## Source passage

Malice

malice200Written by Keigo Higashino, translated by Alexander O Smith — This year has been a good one for lovers of Japanese literature in translation. Across all genres, Japanese literature in English has flown off the shelves. In crime fiction in particular, the second half of 2014 has seen three great novels – Confessions by Kanae Minato and Last Winter We Parted by Fuminori Nakamura, both of which will be reviewed here in the coming weeks, and my pick of the bunch, Malice by Keigo Higashino.

Higashino is a publishing phenomenon in Japan – writing mainly mysteries, penning several series, each one focusing on a different detective. You may have read The Devotion of Suspect X and The Salvation of the Saint, part of the Detective Galileo series.

Malice is perhaps the least Western-feeling of all his novels. It’s a rather cozy mystery – the murder occurs by paperweight and telephone cord – and the worst shortcoming of the investigator, the tenacious teacher-turned-police detective Kyoichiro Kaga, is that he occasionally doubts himself. After the death of successful author Kunihio Hidaka, Kaga finds himself questioning an old colleague from his teaching days, Osamu Noguchi. Noguchi was a close friend of the victim, the last to see him alive, and the one who discovered his body.

Kaga’s detective work is rather unconventional, delving into the shared past of the murderer and the victim, their works and their relationships. While he is investigating he gets to the heart of Japanese society – from their love of a tabloid scandal to the ever present issue of bullying. Most fascinating, though, is how it exposes the inner workings of a man who can coldly and calmly plot another man’s demise, and go about creating the world in which that can happen.

## Source material
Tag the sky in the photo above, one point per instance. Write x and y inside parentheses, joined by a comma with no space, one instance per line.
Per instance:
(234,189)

## Do this
Extend the book review of Malice above, picking up after its final sentence.

## Answer below
The novel is not a whodunnit, but one that looks at how the case is solved. The identity of the murderer is known from the second chapter, he even signs a confession before the novel is half over. However, through the various re-tellings of the events, and through careful investigation, Detective Kaga gets to how the deed was done and why. The plot recalls Kurosawa’s film Rashomon, and forces us to question what is real, and who can be trusted. Parts are retellings from the perspective of the murderer, an author who makes his living creating false worlds, and it’s up to Detective Kaga to unravel these.

The cover of the novel proclaims that Higashino is ‘the Japanese Steig Larson’ and, while these kinds of comparisons are handed out to any book in translation, and do nothing to encourage me to buy a novel, I have to admit that I see a certain amount of truth in this comparison. Obviously, the perpetual darkness that has become the scene of so many Nordic novels is different to the concrete desolation of urban Japan, but the way that it cuts to the core of society via an intensely readable story is similar.

Malice was originally published in 1996 and is beginning to show its age. At one point a fax machine is used to establish an alibi, and the fact that Hidaka writes on a new computer temporarily proves an issue for the investigators, but Smith’s translation handles these issues quite well. It is fantastically readable in English, but still retains the undeniable sense that it could only have been translated from Japanese.

Malice comes out on 7 October in hardback and 9 October for Kindle.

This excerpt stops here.